V. Exemplary Process For Piecemeal Restore Using A User
Interface
[0062] As discussed above, the exemplary GUI 300 of FIG. 3B is used
to formulate commands to execute each stage of a piecemeal restore
operation on a database. Aspects of an exemplary process 400 for
formulating and executing a stage of a piecemeal restore operation
on a database are disclosed in FIG. 4. The process 400 begins at
phase 402 where, in response to the occurrence of a specific event,
a server application module automatically queries a database server
application requesting a list of all offline filegroups for a
database. The specific event at phase 402 could be any type of
user-initiated or system-initiated event including, but not limited
to, the user-initialization or system-initialization of the user
interface discussed in connection with phase 406 below. For
example, if the user interface discussed in connection with phase
406 below is the GUI 300 of FIG. 3B, and if a user initializes GUI
300 by selecting the properties button 264 of GUI 250, this
initialization of GUI 300 could be the specific event that triggers
the server application module to query the database at phase 402.
In other words, in this example the server application module
queries the database server application in response to the
initialization of the user interface. Next, at phase 404, the
server application module receives the list of all offline
filegroups from the database server application. During the first
stage of a piecemeal restore operation, or a restart of a piecemeal
restore operation, the list received at stage 404 would include all
filegroups for the database.
[0063] Next, at phase 406, the server application module presents
the list of all offline filegroups on a user interface of the
server application module. The user interface used at phase 406 can
be any conceivable type of user interface, including, but not
limited to, a graphical user interface, an auditory user interface,
or a tactile user interface such as a braille output interface. For
example, the list of filegroups presented during phase 406 could be
visually displayed to the user on a graphical user interface
similar to GUI 300 of FIG. 3B. Likewise, the list could be
presented on an audible user interface that presents information
audibly to a user. Similarly, the list could be the presented to
the user through a tactile user interface such as a braille output
interface.

> _Excerpted data_:
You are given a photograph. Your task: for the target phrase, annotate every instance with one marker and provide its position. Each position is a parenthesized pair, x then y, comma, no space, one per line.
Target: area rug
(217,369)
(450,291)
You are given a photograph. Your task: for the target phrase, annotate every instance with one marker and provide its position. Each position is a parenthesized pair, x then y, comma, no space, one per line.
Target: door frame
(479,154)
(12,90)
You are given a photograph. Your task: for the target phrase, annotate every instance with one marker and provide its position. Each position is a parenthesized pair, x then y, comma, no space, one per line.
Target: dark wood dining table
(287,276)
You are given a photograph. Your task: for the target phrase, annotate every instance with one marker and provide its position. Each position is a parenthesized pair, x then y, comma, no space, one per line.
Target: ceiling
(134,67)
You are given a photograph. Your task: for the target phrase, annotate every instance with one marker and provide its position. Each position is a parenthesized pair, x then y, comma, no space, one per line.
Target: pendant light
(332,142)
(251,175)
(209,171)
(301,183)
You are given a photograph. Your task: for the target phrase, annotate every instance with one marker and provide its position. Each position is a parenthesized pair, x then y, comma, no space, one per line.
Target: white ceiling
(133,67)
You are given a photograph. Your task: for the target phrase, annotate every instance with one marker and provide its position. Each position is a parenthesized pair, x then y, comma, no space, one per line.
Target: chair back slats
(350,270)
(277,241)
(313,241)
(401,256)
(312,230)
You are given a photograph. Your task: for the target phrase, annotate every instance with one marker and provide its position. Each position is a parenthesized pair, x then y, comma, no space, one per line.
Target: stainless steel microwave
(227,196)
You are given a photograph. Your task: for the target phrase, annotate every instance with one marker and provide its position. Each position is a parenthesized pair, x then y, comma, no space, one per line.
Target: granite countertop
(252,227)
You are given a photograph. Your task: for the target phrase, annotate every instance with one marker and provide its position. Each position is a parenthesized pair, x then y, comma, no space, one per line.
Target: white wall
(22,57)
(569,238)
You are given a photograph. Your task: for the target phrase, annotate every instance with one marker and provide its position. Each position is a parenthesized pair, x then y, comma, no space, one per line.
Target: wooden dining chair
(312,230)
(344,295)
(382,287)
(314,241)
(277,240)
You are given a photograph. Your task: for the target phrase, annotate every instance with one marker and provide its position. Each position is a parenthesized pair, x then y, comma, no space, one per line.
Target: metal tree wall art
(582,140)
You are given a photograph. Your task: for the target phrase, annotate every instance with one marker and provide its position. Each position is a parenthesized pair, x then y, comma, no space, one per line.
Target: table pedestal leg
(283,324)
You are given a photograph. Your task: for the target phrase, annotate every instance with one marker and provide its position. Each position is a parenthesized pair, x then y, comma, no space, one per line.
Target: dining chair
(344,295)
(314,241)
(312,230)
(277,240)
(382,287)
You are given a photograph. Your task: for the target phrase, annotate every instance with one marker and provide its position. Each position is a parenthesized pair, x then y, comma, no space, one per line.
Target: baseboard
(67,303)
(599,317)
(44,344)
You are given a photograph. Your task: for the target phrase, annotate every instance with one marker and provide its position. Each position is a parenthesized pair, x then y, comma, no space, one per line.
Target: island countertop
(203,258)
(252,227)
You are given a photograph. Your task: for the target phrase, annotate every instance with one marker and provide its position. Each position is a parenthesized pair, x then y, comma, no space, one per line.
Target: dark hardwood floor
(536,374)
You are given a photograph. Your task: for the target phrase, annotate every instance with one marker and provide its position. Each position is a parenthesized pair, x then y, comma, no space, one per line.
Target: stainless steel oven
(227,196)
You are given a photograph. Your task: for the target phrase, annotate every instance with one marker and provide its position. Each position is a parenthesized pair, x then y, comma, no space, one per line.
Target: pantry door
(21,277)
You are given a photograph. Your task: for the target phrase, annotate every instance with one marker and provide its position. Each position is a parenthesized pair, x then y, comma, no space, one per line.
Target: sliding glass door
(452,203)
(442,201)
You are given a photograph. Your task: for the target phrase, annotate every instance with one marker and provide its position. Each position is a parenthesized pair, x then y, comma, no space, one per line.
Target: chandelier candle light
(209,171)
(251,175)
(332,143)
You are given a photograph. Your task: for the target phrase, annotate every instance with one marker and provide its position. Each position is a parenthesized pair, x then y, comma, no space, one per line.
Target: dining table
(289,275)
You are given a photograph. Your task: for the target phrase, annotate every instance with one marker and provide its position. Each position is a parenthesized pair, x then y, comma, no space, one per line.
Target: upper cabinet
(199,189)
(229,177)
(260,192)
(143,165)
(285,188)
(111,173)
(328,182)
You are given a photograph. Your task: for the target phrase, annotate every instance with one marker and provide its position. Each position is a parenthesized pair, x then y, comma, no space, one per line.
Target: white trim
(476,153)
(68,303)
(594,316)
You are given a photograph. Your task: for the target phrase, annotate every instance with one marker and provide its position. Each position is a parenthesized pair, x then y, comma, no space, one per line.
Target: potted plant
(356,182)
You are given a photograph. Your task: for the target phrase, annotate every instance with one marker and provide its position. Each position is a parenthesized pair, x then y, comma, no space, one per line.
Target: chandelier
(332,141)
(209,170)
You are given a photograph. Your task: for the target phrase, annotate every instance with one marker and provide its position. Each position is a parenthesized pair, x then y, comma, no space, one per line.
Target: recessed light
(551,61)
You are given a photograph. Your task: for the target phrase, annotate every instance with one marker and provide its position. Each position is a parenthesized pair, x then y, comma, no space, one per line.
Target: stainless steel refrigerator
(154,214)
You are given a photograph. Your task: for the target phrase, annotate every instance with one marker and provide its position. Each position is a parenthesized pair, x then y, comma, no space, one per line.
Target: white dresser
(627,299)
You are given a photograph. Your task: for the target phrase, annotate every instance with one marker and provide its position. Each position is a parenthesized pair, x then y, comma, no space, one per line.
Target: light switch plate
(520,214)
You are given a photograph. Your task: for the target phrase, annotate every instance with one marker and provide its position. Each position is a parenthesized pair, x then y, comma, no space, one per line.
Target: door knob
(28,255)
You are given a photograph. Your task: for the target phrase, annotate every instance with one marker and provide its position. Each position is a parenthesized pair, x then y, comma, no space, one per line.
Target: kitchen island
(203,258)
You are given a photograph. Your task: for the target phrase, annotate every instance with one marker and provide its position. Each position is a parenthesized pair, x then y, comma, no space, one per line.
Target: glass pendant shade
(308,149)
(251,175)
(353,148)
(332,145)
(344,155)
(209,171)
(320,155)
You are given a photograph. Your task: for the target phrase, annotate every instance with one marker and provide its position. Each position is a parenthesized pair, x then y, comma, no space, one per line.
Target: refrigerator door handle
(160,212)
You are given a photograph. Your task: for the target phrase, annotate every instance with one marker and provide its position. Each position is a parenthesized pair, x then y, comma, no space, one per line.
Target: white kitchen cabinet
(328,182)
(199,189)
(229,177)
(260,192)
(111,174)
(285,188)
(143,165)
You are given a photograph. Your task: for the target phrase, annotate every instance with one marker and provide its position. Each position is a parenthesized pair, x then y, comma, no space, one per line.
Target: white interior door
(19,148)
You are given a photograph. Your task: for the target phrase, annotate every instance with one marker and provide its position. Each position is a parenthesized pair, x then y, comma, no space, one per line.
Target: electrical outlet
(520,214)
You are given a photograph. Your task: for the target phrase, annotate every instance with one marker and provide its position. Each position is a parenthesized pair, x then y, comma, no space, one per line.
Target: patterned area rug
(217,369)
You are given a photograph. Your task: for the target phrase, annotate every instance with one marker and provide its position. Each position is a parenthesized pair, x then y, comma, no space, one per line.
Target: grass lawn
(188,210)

> _Work instructions_:
a. List every phase number of process 400 that the piecemeal restore excerpt names.
b. From the piecemeal restore excerpt, reproduce the passage between "In other words, in" and "for the database.", inclusive, substituting "database engine" for "database server application".
c. State whether each statement agrees with the piecemeal restore excerpt, answering yes or no and quoting the deciding words:
(i) Process 400 begins at phase 404.
(ii) During the first stage of a piecemeal restore operation, the list received at stage 404 would include all filegroups for the database.
(iii) The user interface used at phase 406 must be a graphical user interface.

> _Results for each task_:
a. 402, 404, 406

b.
In other words, in this example the server application module
queries the database engine in response to the
initialization of the user interface. Next, at phase 404, the
server application module receives the list of all offline
filegroups from the database engine. During the first
stage of a piecemeal restore operation, or a restart of a piecemeal
restore operation, the list received at stage 404 would include all
filegroups for the database.

c.
(i) No: "The process 400 begins at phase 402"
(ii) Yes: "During the first stage of a piecemeal restore operation, or a restart of a piecemeal restore operation, the list received at stage 404 would include all filegroups for the database."
(iii) No: "The user interface used at phase 406 can be any conceivable type of user interface"